→ **Entries provided**:
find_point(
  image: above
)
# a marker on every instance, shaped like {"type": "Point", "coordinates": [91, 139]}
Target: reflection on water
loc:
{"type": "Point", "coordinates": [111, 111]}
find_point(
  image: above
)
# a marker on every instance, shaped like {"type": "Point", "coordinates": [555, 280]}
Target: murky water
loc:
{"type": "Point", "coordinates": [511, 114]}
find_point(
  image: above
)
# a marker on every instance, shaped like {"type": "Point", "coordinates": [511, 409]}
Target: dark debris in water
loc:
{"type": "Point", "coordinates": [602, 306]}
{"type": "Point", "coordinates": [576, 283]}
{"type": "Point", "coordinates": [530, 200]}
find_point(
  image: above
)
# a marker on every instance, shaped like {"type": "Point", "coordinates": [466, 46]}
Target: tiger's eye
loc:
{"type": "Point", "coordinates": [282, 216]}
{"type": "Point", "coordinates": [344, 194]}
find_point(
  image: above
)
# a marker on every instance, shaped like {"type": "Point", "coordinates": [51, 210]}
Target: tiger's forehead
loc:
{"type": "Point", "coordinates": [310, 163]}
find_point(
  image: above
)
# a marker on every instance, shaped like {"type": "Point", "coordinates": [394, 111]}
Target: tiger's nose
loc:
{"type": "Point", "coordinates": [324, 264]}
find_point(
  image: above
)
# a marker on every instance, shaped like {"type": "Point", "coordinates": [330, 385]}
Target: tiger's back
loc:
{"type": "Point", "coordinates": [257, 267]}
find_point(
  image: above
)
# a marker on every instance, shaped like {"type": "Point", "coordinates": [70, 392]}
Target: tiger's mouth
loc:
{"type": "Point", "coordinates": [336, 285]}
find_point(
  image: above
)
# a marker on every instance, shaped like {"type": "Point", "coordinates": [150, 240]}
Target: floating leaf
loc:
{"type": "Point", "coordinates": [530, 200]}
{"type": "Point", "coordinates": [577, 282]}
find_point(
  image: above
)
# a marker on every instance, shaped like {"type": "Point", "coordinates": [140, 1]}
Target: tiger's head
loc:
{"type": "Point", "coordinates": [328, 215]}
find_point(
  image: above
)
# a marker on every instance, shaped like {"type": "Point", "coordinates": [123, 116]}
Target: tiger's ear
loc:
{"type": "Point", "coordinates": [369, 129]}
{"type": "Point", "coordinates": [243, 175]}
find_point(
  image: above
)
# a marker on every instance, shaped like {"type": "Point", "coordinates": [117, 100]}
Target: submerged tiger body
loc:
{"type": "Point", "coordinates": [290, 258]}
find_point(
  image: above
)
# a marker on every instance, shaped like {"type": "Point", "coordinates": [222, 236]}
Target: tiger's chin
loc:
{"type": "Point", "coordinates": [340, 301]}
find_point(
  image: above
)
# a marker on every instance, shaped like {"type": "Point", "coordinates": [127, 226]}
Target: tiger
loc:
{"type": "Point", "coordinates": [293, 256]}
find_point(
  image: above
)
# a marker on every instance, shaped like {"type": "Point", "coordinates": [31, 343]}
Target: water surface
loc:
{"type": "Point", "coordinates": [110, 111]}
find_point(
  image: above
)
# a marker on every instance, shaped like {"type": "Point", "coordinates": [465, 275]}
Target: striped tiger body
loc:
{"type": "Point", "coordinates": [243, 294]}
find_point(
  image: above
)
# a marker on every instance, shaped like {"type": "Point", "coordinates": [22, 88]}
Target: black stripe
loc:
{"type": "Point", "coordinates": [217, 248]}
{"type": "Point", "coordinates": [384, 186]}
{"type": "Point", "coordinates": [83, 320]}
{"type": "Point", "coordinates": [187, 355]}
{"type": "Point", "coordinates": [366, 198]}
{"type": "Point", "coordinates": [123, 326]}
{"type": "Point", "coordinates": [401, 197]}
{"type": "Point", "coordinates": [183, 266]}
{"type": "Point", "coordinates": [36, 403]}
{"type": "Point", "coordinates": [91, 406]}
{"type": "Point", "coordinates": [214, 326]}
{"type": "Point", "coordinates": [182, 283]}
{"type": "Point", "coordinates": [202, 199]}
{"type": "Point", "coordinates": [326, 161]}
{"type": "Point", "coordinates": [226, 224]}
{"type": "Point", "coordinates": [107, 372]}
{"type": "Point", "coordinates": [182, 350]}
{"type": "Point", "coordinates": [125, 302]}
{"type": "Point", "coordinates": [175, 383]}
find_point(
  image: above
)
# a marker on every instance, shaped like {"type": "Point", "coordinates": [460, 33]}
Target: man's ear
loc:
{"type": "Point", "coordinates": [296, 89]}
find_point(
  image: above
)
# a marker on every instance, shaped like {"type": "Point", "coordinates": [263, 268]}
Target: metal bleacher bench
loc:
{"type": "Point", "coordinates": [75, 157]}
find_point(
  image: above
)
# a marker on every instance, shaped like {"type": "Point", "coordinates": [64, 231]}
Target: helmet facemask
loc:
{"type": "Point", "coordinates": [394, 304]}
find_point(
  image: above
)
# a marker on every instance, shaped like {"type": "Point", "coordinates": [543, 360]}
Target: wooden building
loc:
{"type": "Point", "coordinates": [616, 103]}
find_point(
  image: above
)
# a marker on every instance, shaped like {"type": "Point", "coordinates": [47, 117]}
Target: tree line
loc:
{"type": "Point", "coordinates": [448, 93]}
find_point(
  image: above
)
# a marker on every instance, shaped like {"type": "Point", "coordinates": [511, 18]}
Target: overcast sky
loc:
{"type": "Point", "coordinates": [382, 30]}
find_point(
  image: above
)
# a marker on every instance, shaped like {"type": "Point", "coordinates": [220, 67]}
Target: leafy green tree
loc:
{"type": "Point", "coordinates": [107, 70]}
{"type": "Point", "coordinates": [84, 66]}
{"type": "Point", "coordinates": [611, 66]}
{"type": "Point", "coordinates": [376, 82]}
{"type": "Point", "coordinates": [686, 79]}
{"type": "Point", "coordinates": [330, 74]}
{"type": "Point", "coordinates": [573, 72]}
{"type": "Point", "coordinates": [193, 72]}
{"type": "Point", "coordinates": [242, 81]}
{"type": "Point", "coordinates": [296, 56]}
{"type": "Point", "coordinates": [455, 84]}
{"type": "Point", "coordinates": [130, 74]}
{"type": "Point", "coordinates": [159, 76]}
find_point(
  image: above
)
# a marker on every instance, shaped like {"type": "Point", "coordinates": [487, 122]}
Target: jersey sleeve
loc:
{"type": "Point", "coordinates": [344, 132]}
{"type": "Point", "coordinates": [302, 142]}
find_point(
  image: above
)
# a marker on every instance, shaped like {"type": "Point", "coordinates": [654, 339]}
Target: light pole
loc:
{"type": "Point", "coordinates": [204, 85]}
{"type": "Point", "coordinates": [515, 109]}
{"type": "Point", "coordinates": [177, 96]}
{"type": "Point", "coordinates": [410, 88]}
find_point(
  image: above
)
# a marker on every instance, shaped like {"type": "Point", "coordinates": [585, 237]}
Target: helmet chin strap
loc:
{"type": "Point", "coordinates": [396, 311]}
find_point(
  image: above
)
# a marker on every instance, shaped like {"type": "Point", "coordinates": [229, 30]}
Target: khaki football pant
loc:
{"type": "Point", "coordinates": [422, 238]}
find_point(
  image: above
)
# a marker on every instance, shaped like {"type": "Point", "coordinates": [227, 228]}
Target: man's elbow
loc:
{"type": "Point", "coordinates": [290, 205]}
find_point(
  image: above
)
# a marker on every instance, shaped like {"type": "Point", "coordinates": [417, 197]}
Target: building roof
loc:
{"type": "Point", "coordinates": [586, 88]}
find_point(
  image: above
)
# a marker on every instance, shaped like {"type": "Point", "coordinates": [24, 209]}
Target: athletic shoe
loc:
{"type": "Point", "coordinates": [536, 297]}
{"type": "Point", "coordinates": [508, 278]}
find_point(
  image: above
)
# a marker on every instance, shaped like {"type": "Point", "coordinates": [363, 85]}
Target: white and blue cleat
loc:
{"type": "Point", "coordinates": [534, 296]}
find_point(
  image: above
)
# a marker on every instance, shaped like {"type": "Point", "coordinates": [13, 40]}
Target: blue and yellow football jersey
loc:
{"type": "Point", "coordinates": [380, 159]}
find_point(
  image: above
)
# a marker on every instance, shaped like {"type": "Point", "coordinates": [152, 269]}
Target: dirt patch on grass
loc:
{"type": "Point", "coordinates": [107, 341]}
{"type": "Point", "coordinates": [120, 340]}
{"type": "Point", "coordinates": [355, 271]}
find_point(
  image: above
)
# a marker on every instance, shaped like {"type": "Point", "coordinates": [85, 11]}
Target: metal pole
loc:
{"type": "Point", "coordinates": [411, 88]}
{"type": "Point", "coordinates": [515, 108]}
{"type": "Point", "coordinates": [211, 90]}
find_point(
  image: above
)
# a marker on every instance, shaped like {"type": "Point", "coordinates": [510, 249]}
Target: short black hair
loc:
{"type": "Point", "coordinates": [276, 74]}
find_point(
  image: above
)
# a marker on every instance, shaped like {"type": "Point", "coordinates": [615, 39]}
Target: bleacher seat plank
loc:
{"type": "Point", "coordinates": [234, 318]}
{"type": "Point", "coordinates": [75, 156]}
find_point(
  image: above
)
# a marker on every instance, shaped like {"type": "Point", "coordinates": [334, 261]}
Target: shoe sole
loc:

→ **Exercise goal**:
What this exercise asks for is every line of the data above with the word "blue".

→ **Solution**:
Target: white and blue cleat
Target: blue and yellow football jersey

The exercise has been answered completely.